_Quoted passage:_
***

I participated in a Secret Santa thing. Thousands of people exchanged books.

My secret santa gave me a very nicely packaged gift from Amazon.

It came with a card that said something like, ‘I sure as hell wasn’t giving you my beat up copy.’

I was expecting this gift to be a good book. A really good book.

The kind of book that you carry around with you, if not physically than in your mind & heart & body.

I tore through deep-sea blue wrapping paper and saw a paperback.

Scanning from top to bottom, which is probably the way I scan everything, I read:

NATIONAL BESTSELLER

“[A] deliciously disturbing literary thriller… You’ll be
spellbound from start to finish.”-People

AWAIT

YOUR

REPLY

A NOVEL

DAN CHAON

NATIONAL BOOK AWARD FINALIST
Author of You Remind Me of Me

In short, this novel meant nothing to me. I was expecting it to be a really good book, the kind that is oddly exciting and realistic at once, and if it were a really good book I’m confident I would’ve heard at least a smidgen about it.

***

_Record list:_
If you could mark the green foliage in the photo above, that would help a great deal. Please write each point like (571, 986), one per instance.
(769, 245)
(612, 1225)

***

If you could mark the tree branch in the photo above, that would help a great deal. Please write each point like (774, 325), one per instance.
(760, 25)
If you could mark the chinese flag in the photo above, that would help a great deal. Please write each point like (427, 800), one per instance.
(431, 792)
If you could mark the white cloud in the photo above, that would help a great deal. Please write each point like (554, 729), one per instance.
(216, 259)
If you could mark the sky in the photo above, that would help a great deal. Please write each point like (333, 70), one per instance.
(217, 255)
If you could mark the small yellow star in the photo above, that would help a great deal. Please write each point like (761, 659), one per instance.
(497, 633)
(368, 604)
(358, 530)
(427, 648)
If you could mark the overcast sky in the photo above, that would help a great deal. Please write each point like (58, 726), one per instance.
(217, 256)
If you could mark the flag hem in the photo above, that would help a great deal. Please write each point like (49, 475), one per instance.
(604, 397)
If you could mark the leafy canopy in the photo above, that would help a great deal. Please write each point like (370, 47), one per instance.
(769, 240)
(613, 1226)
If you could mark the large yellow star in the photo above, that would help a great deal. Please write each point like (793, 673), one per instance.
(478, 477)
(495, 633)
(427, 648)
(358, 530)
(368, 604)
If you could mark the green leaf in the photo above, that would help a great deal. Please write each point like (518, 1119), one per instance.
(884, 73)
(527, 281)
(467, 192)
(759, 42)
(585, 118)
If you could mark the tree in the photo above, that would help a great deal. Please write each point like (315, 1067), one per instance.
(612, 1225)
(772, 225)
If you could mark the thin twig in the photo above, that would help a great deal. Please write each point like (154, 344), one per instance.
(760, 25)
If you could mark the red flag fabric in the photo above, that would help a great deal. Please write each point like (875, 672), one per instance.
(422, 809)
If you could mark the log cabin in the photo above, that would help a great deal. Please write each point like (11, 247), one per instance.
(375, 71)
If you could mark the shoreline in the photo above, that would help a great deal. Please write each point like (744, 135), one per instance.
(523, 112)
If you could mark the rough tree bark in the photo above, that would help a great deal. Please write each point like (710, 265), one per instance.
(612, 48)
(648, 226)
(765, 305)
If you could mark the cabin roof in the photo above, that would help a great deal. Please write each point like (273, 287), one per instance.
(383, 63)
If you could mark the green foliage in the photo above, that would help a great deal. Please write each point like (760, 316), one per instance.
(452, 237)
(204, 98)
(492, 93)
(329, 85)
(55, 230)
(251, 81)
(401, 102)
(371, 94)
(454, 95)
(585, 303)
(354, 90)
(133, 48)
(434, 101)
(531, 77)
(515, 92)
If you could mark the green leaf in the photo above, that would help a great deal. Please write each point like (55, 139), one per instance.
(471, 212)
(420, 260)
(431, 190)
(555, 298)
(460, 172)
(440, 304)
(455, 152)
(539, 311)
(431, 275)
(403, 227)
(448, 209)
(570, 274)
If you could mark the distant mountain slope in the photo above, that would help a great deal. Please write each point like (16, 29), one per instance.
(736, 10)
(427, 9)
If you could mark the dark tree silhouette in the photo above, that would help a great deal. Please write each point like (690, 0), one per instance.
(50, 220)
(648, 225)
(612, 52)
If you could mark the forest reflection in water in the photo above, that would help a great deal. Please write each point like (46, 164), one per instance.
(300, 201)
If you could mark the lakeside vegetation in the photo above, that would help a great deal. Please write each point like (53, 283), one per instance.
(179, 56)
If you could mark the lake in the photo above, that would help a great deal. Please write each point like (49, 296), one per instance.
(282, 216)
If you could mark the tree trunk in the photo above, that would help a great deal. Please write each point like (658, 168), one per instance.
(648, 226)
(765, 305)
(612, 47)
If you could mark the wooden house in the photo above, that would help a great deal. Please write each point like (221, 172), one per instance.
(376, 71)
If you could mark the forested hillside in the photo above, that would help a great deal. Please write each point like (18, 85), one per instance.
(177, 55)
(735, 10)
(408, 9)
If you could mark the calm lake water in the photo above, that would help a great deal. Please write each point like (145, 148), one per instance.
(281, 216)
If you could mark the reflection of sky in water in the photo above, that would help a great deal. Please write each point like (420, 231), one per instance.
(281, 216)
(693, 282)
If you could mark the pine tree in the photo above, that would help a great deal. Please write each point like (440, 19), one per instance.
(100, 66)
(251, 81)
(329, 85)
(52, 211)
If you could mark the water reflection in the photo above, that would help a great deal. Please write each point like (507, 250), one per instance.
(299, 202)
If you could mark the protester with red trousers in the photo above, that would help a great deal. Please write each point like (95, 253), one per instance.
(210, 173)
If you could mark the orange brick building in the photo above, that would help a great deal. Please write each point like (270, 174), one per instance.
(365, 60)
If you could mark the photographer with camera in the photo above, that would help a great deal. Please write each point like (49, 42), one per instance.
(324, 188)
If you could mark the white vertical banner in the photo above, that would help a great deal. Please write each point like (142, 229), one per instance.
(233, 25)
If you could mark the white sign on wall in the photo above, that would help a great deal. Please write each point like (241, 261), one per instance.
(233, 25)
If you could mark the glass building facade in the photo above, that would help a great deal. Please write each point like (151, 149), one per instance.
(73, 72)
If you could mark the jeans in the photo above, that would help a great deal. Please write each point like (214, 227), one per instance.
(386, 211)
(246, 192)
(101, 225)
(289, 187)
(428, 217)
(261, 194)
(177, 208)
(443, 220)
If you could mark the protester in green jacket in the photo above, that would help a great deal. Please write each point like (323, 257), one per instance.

***

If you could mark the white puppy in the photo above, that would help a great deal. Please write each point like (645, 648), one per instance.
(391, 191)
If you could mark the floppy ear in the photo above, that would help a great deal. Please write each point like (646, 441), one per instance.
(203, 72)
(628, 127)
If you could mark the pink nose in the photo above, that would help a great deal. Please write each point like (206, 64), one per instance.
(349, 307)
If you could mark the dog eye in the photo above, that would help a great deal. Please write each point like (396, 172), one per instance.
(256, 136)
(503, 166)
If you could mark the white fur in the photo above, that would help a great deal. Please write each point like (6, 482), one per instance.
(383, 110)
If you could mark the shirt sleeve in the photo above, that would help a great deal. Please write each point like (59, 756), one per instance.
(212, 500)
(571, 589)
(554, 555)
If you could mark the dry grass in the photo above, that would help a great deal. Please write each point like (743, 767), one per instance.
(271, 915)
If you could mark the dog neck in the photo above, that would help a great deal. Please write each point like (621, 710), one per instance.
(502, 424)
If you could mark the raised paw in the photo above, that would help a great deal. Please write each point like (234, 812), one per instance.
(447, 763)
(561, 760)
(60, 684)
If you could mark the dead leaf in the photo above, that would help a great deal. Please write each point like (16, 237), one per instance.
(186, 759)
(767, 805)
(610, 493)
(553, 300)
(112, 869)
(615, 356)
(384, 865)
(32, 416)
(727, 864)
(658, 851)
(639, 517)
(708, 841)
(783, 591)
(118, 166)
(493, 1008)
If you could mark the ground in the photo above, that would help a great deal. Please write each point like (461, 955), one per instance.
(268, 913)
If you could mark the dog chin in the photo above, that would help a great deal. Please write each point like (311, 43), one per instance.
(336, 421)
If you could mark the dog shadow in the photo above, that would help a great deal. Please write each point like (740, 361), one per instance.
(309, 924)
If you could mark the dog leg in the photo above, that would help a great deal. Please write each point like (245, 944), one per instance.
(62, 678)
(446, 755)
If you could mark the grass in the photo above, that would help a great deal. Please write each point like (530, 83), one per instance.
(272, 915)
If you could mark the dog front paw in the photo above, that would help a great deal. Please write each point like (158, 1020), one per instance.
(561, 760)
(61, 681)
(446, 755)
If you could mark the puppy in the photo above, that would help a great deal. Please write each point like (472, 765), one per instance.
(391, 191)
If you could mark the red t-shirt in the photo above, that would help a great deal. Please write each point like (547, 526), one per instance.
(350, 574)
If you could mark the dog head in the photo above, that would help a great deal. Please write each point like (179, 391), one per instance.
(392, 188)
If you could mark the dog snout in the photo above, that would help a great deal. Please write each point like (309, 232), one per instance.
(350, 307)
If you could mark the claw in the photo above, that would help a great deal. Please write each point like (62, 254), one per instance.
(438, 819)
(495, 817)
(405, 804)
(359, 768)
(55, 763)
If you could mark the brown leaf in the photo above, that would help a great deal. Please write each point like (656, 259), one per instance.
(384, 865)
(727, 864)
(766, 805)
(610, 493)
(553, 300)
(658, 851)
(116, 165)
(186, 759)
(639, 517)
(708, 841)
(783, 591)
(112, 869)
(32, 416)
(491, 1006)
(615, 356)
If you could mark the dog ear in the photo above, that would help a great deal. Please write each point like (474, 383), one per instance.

***

_Required actions:_
A. From the Secret Santa account, write out everything from "It came with" down to "heart & body.".
B. List every line of the book cover in the Secret Santa account that is printed entirely in capital letters.
None of the data above is needed.

_The replies:_
A.
It came with a card that said something like, ‘I sure as hell wasn’t giving you my beat up copy.’

I was expecting this gift to be a good book. A really good book.

The kind of book that you carry around with you, if not physically than in your mind & heart & body.

B.
NATIONAL BESTSELLER
AWAIT
YOUR
REPLY
A NOVEL
DAN CHAON
NATIONAL BOOK AWARD FINALIST